[Referring expression pointing data]

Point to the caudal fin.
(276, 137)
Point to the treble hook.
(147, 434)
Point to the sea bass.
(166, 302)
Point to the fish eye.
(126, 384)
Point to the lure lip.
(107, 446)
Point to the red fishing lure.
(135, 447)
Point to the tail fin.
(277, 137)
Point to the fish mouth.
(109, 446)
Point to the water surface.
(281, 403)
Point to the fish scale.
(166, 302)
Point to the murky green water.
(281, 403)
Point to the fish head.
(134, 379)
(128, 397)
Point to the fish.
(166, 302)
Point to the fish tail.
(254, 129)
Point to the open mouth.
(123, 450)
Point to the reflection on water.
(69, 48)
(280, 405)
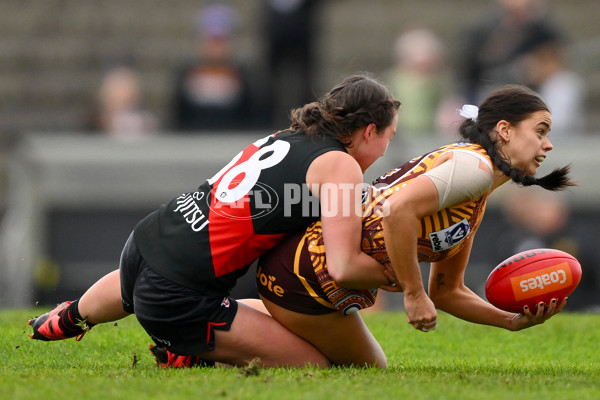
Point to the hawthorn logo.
(546, 280)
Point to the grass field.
(557, 360)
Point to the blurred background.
(109, 108)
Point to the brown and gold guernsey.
(305, 282)
(441, 234)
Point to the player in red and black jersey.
(181, 261)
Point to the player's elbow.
(338, 274)
(441, 297)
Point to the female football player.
(427, 210)
(181, 261)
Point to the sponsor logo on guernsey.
(192, 214)
(449, 237)
(268, 281)
(546, 280)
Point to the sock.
(71, 321)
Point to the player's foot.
(165, 359)
(51, 325)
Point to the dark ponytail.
(513, 103)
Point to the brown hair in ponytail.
(354, 103)
(513, 103)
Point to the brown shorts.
(286, 277)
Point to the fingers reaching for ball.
(543, 312)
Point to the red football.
(530, 277)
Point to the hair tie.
(469, 111)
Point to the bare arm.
(413, 202)
(339, 181)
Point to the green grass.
(557, 360)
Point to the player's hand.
(420, 311)
(393, 284)
(544, 312)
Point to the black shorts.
(176, 317)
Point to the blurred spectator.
(492, 49)
(541, 219)
(119, 111)
(562, 89)
(290, 32)
(418, 79)
(212, 91)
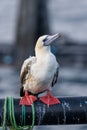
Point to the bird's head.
(44, 42)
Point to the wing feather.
(25, 71)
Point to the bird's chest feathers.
(44, 69)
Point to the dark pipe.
(72, 110)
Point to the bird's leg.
(49, 99)
(27, 99)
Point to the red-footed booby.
(39, 73)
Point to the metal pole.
(72, 110)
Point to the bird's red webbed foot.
(27, 99)
(49, 99)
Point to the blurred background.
(22, 22)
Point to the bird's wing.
(25, 71)
(55, 77)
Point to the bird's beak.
(51, 39)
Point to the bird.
(39, 73)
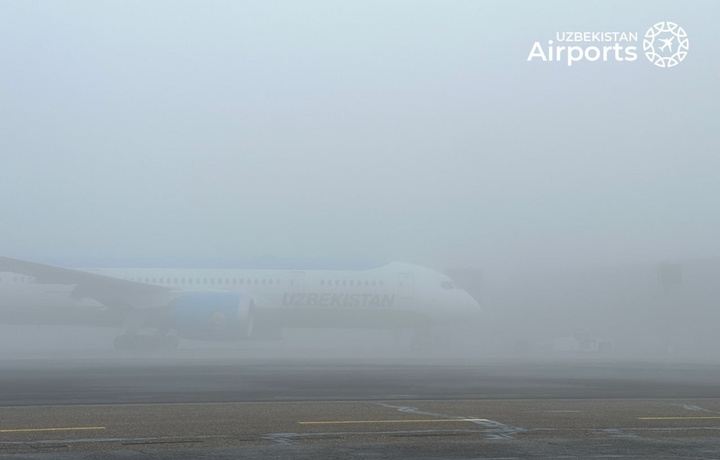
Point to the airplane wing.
(111, 292)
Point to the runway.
(200, 406)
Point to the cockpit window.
(447, 285)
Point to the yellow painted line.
(677, 418)
(69, 428)
(348, 422)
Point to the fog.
(401, 131)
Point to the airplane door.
(405, 284)
(297, 279)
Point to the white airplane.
(229, 304)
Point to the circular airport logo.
(666, 44)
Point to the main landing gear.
(142, 342)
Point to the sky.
(397, 130)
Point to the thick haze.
(412, 131)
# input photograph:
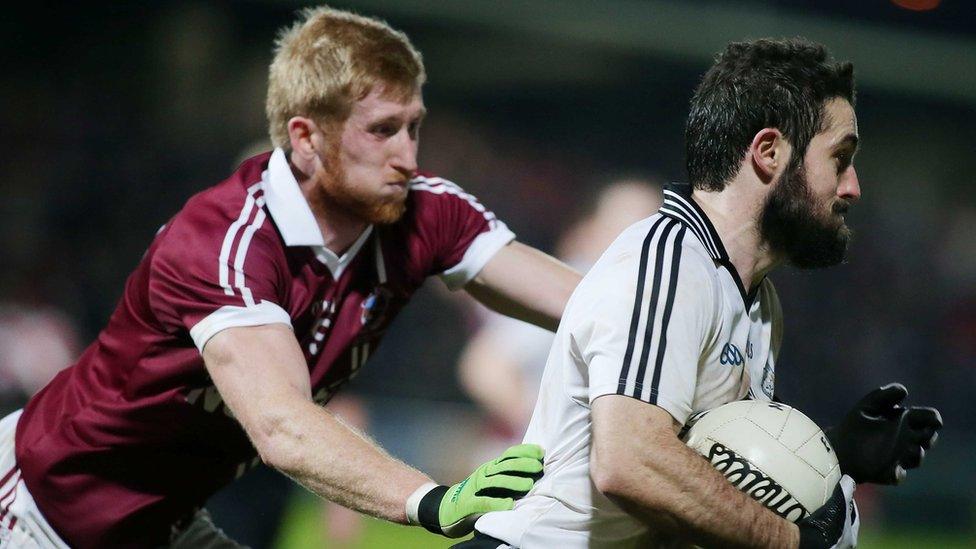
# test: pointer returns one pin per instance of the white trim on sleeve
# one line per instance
(230, 316)
(481, 250)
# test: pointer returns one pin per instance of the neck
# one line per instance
(735, 213)
(339, 228)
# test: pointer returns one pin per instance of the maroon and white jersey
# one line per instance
(134, 437)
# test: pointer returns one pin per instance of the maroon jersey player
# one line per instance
(256, 302)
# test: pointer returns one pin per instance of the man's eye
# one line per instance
(414, 129)
(843, 162)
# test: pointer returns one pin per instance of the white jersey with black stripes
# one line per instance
(663, 318)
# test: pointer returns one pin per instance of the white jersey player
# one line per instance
(678, 316)
(694, 340)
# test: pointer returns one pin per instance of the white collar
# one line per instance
(294, 217)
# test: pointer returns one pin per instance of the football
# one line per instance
(770, 451)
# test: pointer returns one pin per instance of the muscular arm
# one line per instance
(638, 461)
(261, 375)
(524, 283)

**Exercise description:**
Give back every record precisely as it stands, without the images.

**Solution for this task:**
Point to the caudal fin.
(276, 137)
Point to the treble hook.
(147, 434)
Point to the sea bass.
(166, 302)
Point to the fish eye.
(126, 384)
Point to the lure lip.
(107, 446)
Point to the red fishing lure.
(135, 447)
Point to the tail fin.
(277, 137)
Point to the fish mouth.
(109, 446)
Point to the water surface.
(281, 403)
Point to the fish scale.
(166, 302)
Point to the murky green water.
(281, 403)
Point to the fish head.
(134, 379)
(128, 397)
Point to the fish.
(166, 302)
Point to the fish tail.
(254, 129)
Point to the open mouth.
(123, 450)
Point to the reflection on water.
(69, 48)
(280, 405)
Point to the hawthorn logo.
(546, 280)
Point to the grass field.
(557, 360)
Point to the blurred background.
(109, 108)
Point to the brown and gold guernsey.
(305, 282)
(441, 234)
Point to the player in red and black jersey.
(181, 261)
Point to the player's elbow.
(338, 274)
(441, 297)
Point to the female football player.
(427, 210)
(181, 261)
Point to the sponsor logo on guernsey.
(192, 214)
(449, 237)
(268, 281)
(546, 280)
Point to the sock.
(71, 321)
Point to the player's foot.
(165, 359)
(51, 325)
Point to the dark ponytail.
(513, 103)
Point to the brown hair in ponytail.
(354, 103)
(513, 103)
Point to the brown shorts.
(286, 277)
Point to the fingers reaching for ball.
(543, 312)
Point to the red football.
(530, 277)
Point to the hair tie.
(469, 111)
Point to the bare arm.
(413, 202)
(339, 181)
Point to the green grass.
(557, 360)
Point to the player's hand.
(420, 311)
(393, 284)
(544, 312)
Point to the black shorts.
(176, 317)
Point to the blurred spectator.
(492, 49)
(541, 219)
(119, 111)
(562, 89)
(290, 32)
(418, 79)
(212, 91)
Point to the bird's head.
(44, 42)
Point to the wing feather.
(25, 71)
Point to the bird's chest feathers.
(44, 69)
Point to the dark pipe.
(72, 110)
Point to the bird's leg.
(49, 99)
(27, 99)
Point to the red-footed booby.
(39, 73)
Point to the metal pole.
(72, 110)
Point to the bird's red webbed foot.
(27, 99)
(49, 99)
Point to the blurred background.
(22, 22)
Point to the bird's wing.
(25, 71)
(55, 77)
Point to the bird's beak.
(51, 39)
Point to the bird.
(39, 73)
Point to the airplane wing.
(111, 292)
Point to the runway.
(200, 406)
Point to the cockpit window.
(447, 285)
Point to the yellow painted line.
(677, 418)
(69, 428)
(348, 422)
Point to the fog.
(401, 131)
Point to the airplane door.
(405, 284)
(297, 279)
Point to the white airplane.
(229, 304)
Point to the circular airport logo.
(666, 44)
Point to the main landing gear.
(142, 342)
Point to the sky.
(397, 130)
Point to the thick haze.
(412, 131)
# input photograph:
# test: pointer returns one pin per instance of the white trim on sleeve
# one line per instance
(230, 316)
(481, 250)
# test: pointer returns one pin per instance of the neck
# one line per instance
(735, 213)
(339, 228)
# test: pointer returns one pin per instance of the maroon and white jersey
# one line per instance
(134, 437)
# test: pointer returns one pin per instance of the maroon jersey player
# one line per instance
(256, 302)
# test: pointer returns one pin per instance of the man's eye
# one line per instance
(414, 129)
(843, 162)
# test: pointer returns one pin per instance of the white jersey with black stripes
# one line per instance
(663, 318)
# test: pointer returns one pin per instance of the white jersey player
# one line per instance
(678, 316)
(694, 340)
# test: pointer returns one pin per instance of the white collar
# one line per instance
(294, 217)
# test: pointer returns one pin per instance of the football
# one line per instance
(770, 451)
# test: pointer returns one pin per instance of the muscular arm
# one line per instance
(638, 461)
(261, 375)
(524, 283)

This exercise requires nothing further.